### Task instructions
Return exactly the lines that run from the one containing "Each instance of the window" to the end of the entries, with both ends included.

(Records from a point labeling set)
----------------

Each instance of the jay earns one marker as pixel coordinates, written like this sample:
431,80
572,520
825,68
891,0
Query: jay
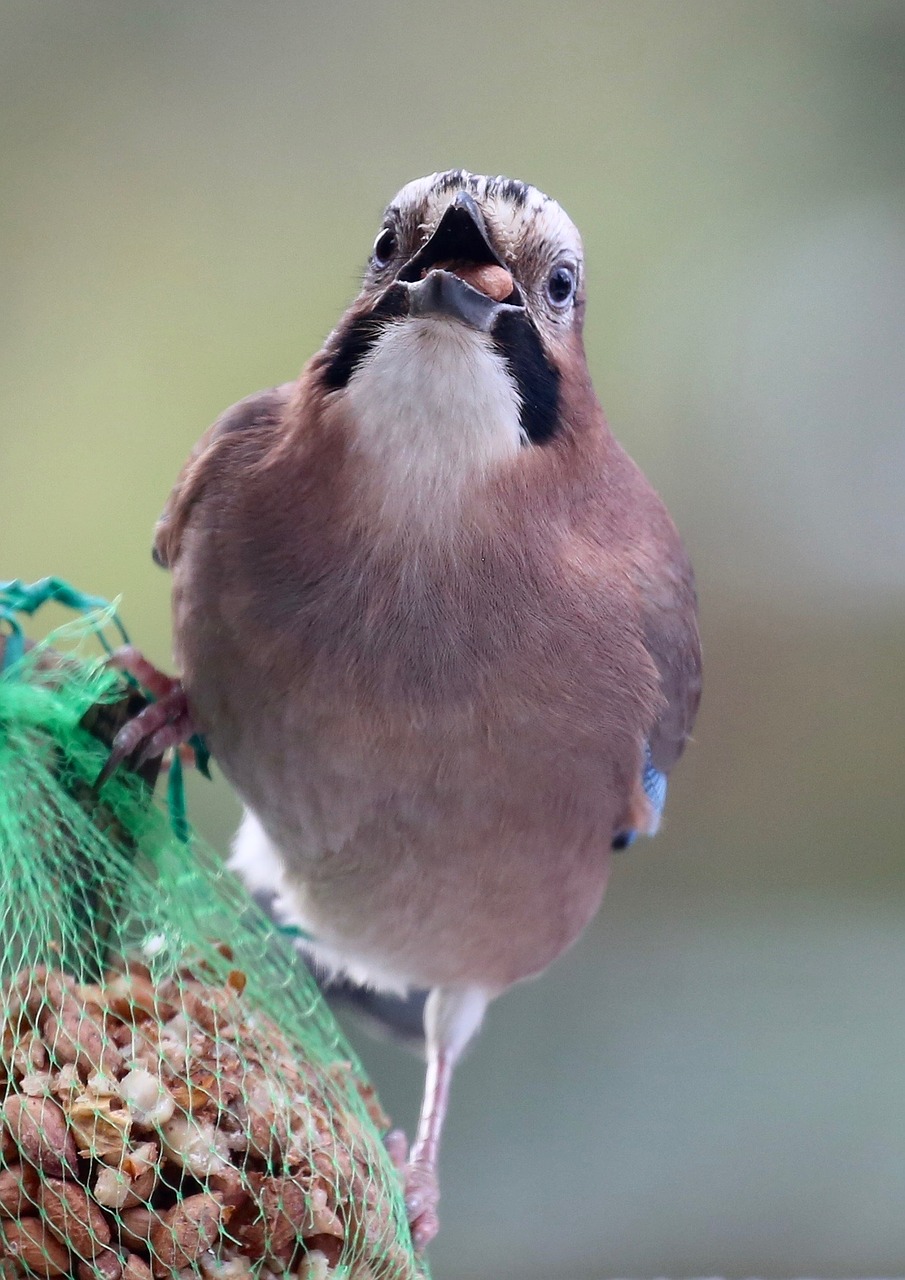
435,626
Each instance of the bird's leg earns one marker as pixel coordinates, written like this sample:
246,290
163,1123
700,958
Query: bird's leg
451,1018
163,723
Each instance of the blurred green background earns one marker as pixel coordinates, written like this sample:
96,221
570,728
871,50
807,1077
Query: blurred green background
712,1080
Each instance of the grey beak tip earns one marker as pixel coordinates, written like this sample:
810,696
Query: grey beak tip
440,293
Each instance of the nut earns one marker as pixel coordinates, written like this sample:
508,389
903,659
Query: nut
18,1189
147,1098
100,1129
136,1269
40,1130
135,1226
105,1265
277,1226
76,1219
493,280
182,1234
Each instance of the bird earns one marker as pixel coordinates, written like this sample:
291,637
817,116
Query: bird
437,627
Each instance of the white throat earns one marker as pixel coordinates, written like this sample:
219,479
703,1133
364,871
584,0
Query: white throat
434,410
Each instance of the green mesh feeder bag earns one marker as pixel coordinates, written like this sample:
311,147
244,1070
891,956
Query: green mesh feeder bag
177,1098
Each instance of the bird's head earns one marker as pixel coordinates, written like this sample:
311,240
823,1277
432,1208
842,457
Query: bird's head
461,346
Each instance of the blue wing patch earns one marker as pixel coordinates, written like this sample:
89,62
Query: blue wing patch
654,784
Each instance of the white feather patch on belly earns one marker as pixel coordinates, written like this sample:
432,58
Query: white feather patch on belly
434,407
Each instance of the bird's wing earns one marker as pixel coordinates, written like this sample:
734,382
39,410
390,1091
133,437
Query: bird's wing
670,618
254,412
671,636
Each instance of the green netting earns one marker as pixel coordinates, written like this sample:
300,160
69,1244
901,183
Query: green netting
177,1097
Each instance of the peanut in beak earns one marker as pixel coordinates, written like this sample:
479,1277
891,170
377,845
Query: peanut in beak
487,278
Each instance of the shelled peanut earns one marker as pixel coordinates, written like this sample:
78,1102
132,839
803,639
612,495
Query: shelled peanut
167,1129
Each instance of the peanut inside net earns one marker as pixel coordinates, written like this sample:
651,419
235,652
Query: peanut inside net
177,1098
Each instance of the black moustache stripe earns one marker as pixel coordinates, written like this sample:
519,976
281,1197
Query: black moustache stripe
516,338
357,339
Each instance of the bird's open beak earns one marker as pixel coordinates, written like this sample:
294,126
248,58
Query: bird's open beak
457,273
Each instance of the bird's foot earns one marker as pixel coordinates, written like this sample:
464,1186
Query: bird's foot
423,1196
163,723
420,1187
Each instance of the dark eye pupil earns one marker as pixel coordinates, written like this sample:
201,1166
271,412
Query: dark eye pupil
384,247
561,284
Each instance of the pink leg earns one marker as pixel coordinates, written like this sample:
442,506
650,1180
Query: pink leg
451,1019
165,722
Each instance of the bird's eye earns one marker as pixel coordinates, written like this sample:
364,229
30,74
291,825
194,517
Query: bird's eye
561,284
384,247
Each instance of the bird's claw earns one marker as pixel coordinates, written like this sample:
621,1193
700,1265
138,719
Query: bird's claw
163,723
423,1196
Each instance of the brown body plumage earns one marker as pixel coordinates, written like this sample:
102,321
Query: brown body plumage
433,693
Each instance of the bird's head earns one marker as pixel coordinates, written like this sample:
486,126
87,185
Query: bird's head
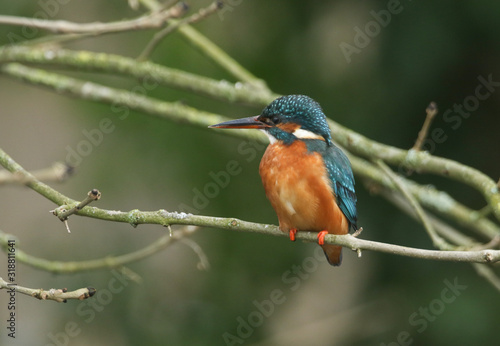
287,119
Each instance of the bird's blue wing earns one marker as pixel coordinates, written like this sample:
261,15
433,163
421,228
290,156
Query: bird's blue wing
341,178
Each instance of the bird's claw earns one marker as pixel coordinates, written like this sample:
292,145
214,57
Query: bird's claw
321,237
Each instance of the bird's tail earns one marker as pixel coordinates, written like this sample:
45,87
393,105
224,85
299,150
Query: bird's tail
333,254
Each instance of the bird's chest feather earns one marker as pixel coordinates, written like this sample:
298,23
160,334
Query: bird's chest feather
298,187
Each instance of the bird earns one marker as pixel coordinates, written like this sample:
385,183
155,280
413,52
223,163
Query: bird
306,177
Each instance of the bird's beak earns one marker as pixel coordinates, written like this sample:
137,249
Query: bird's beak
244,123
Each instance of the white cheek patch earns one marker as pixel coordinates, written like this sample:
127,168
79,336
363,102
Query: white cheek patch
272,139
306,134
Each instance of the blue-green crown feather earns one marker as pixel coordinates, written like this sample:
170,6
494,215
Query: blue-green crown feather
299,109
307,113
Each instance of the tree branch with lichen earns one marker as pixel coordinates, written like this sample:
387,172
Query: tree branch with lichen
60,295
165,218
370,159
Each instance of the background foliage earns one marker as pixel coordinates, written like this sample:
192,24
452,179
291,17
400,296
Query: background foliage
428,52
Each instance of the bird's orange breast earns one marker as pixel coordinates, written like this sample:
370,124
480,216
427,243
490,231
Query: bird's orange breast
297,185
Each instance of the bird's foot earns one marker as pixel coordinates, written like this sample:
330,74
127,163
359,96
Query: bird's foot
357,232
321,237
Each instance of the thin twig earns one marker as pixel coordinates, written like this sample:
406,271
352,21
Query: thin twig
438,242
57,172
143,71
431,112
162,217
159,36
152,20
68,267
487,273
213,52
58,295
63,214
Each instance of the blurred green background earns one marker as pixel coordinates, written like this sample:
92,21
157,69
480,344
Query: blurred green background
428,51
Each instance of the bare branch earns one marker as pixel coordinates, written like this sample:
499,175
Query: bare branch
159,36
431,112
438,242
60,267
63,214
152,20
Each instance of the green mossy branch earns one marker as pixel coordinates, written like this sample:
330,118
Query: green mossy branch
165,218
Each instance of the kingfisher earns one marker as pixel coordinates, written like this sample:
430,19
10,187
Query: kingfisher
307,179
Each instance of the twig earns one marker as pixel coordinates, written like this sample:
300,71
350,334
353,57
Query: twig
213,52
203,264
57,172
420,161
159,36
58,295
153,73
439,201
428,196
431,112
150,21
60,267
162,217
62,213
438,242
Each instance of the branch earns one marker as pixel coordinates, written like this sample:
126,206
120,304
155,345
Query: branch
213,52
354,142
148,71
60,267
57,172
419,161
431,112
165,218
58,295
159,36
437,241
63,214
150,21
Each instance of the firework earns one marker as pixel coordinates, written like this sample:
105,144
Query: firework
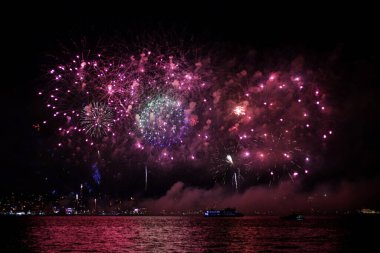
162,122
170,109
97,119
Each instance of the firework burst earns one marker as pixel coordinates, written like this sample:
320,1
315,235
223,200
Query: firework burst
97,119
171,109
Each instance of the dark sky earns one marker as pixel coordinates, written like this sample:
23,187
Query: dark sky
33,31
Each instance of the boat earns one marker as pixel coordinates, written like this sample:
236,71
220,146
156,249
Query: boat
228,212
294,216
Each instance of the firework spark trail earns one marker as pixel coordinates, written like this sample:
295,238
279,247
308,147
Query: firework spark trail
169,108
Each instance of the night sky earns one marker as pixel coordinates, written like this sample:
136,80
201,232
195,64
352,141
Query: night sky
338,43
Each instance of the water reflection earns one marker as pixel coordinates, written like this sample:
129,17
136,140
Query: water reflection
177,234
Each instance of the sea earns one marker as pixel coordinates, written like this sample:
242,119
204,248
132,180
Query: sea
188,234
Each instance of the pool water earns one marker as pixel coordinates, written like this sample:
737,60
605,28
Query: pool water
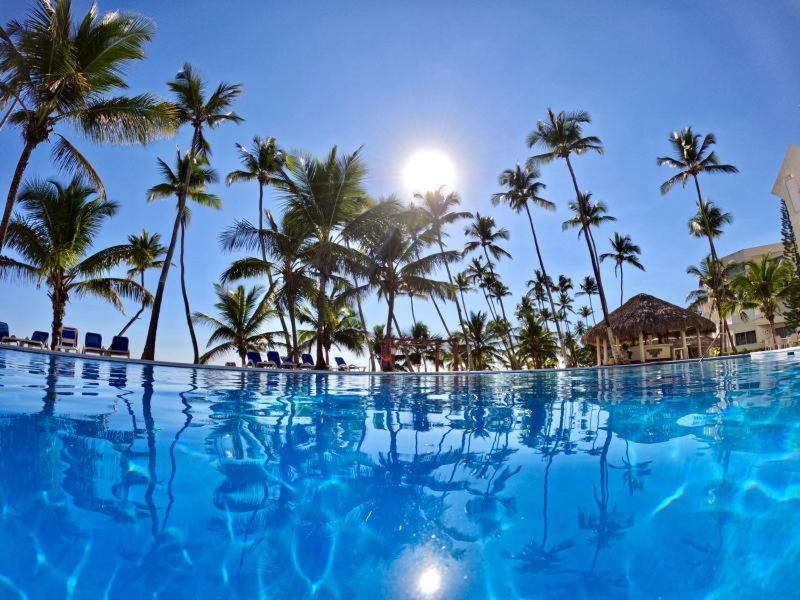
127,481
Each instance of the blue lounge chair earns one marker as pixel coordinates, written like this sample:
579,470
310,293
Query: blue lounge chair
37,340
69,340
119,347
93,343
343,366
254,360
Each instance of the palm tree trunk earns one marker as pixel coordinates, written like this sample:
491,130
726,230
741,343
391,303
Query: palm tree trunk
716,279
16,180
458,306
138,312
595,265
511,358
149,351
192,336
544,275
263,246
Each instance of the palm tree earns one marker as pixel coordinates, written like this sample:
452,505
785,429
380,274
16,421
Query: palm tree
285,245
692,155
326,195
562,136
588,288
763,285
53,238
261,163
624,251
483,339
199,111
486,236
196,175
438,209
145,253
523,188
240,324
56,71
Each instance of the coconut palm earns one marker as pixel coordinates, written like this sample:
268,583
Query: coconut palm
239,326
692,156
623,252
262,163
439,210
56,72
485,235
326,195
285,245
146,252
562,137
763,285
201,111
588,288
523,188
53,237
198,175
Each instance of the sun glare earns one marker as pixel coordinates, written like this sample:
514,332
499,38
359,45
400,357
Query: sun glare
428,170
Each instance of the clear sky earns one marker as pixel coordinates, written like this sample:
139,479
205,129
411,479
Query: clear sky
469,79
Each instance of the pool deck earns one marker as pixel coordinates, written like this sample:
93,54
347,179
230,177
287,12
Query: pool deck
158,363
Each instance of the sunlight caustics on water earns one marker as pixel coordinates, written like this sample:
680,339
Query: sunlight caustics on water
127,481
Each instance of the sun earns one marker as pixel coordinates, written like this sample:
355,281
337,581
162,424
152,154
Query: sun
428,170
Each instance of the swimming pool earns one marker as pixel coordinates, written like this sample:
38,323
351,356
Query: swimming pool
120,480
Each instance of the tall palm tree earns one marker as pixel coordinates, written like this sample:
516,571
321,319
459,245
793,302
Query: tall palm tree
200,111
285,245
54,71
199,176
692,156
146,253
763,285
239,326
439,207
588,288
485,235
326,195
623,252
562,137
523,188
262,163
53,238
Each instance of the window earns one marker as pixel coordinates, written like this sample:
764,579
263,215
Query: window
745,338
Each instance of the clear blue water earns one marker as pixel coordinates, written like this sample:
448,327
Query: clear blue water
123,481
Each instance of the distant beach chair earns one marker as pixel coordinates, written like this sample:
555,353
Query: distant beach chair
37,340
254,360
119,347
93,343
343,366
69,340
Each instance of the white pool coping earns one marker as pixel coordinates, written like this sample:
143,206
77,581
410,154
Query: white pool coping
180,365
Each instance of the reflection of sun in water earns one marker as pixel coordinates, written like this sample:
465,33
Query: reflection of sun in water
429,581
428,170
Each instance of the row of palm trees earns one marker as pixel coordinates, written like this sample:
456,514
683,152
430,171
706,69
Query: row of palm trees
330,244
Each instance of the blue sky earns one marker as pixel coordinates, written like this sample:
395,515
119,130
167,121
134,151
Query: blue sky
469,79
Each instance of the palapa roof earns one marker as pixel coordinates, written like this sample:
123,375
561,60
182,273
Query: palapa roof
652,316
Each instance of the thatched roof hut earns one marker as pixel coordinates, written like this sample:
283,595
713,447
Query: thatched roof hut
652,316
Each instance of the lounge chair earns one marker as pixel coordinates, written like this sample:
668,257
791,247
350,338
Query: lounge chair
93,343
254,360
119,347
341,365
69,340
283,362
37,340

----------------

### Exercise result
Each instance of the window earns one marker as pixel coordinates, written like this sample:
764,579
263,215
Query: window
745,338
Each instance of the clear blue water earns one marker as pixel coordinates, written like this sample:
448,327
Query: clear blue water
123,481
Each instance of the distant beach chair earns one marker as pixel coordinates, written like this sample:
555,353
Query: distant beach chair
37,340
254,360
119,347
93,343
343,366
69,340
Each instance of the white pool coping earns one marker as pixel coordinates, written like this sample:
143,206
77,581
410,154
Query: white pool coping
180,365
Each instance of the reflection of sun in water earns one marker as pixel coordinates, written like this sample:
465,33
Query: reflection of sun in water
429,581
428,170
Each instance of the row of palm trees earns one marker as pixel coordinates, written like this sample:
456,514
683,152
430,171
706,69
Query: row of palm trees
330,244
Each instance of the blue sky earns one marker as pixel coordinates, written like this sample:
395,515
119,130
167,121
134,151
Query: blue sky
469,79
Each instance of the palapa roof earns one marker as pixel coordinates, written like this sample:
123,375
561,60
182,273
Query: palapa roof
652,316
Each instance of the thatched roof hut earns one marker as pixel coordinates, written like this sample:
283,595
713,447
Query: thatched roof hut
652,316
Each instance of the lounge chair earns one marker as pixel coordinates, written like this sample:
668,257
791,247
350,338
Query: lounge chair
93,343
254,360
119,347
341,365
69,340
283,362
37,340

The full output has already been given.